WRITTEN REQUEST »
Quote exactly, and only, the lines from the one with "of the horizontal" through the end of the listing.
* Start TASK INPUTS *
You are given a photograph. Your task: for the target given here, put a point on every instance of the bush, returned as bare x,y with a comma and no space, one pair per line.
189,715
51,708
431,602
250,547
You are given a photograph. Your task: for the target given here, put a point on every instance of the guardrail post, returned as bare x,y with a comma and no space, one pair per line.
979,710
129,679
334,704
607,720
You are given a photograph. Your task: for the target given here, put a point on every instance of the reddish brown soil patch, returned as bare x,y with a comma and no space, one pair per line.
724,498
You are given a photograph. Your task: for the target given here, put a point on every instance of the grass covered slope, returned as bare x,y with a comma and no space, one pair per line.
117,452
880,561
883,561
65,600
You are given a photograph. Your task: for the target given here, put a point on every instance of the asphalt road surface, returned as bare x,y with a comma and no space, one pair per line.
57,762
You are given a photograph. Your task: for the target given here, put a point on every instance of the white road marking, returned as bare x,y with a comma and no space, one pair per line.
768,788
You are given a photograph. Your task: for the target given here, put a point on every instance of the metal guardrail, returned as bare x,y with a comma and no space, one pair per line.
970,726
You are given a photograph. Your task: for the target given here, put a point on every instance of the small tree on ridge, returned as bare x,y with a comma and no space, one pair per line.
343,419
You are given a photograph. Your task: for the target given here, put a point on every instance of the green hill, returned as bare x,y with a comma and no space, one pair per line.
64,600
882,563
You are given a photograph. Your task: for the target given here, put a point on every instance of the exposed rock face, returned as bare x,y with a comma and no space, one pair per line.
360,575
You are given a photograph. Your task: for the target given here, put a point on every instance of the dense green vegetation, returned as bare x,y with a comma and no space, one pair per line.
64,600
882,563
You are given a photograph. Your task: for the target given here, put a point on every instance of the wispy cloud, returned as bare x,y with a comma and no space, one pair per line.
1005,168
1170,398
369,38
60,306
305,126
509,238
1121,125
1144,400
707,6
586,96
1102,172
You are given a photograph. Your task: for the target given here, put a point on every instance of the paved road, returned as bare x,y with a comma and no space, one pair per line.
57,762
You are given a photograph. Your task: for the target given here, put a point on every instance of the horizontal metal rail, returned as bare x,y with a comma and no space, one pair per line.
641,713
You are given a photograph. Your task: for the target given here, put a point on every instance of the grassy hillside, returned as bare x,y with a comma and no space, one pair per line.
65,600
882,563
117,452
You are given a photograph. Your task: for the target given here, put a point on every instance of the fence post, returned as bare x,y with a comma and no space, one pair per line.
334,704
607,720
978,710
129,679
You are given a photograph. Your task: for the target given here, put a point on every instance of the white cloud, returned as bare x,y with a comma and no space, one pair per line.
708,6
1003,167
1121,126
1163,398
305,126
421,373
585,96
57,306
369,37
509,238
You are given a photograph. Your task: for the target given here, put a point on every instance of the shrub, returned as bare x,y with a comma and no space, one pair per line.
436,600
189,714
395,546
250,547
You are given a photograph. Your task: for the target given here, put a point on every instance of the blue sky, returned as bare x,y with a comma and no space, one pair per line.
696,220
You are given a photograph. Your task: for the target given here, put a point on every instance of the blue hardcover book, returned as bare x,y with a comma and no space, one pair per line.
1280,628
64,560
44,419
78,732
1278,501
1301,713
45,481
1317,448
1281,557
* End TASK INPUTS *
FINISHED TASK »
You are given a photograph. Your task: for the target given here, put a point on every instance of the horizontal metal rail, returned as bare x,y with a comma and no space, one pair per line.
641,713
You are given a photograph. Your task: for the target given here, put a point on every instance of the grassy hillside, returned as bare x,y with a comma and no space, one pair per line.
65,600
882,563
117,452
You are given a photograph. Your task: for the target given here, put a point on every instance of the fence post, returned as bare x,y with a comma and no space, one pair per line.
334,704
607,720
978,710
129,679
You are given a photograph. Your task: for the target given here, put a point on every instance of the white cloud, returned as bare x,y with a comma and no space, one pair per line.
708,6
1003,167
1121,126
1163,398
305,126
421,373
585,96
57,306
369,37
509,238
You are given a photograph. Your task: for the target given here, put a point on every instance of the shrub, returned as bare x,y with a comma and no space, one pair per line.
436,600
189,714
395,546
250,547
You are given a photograph. Your task: for the target given here, put a point on every instance of the blue sky, returned as bare x,y with a comma and no space, one pair per line.
696,220
You are given a photograph. Your task: for the target given here, put a point on every instance of the blue hardcover book, returned as bare x,y with a comma and no space, one pair per line.
1280,628
64,560
44,419
78,732
1278,501
1301,713
45,481
1317,448
1281,557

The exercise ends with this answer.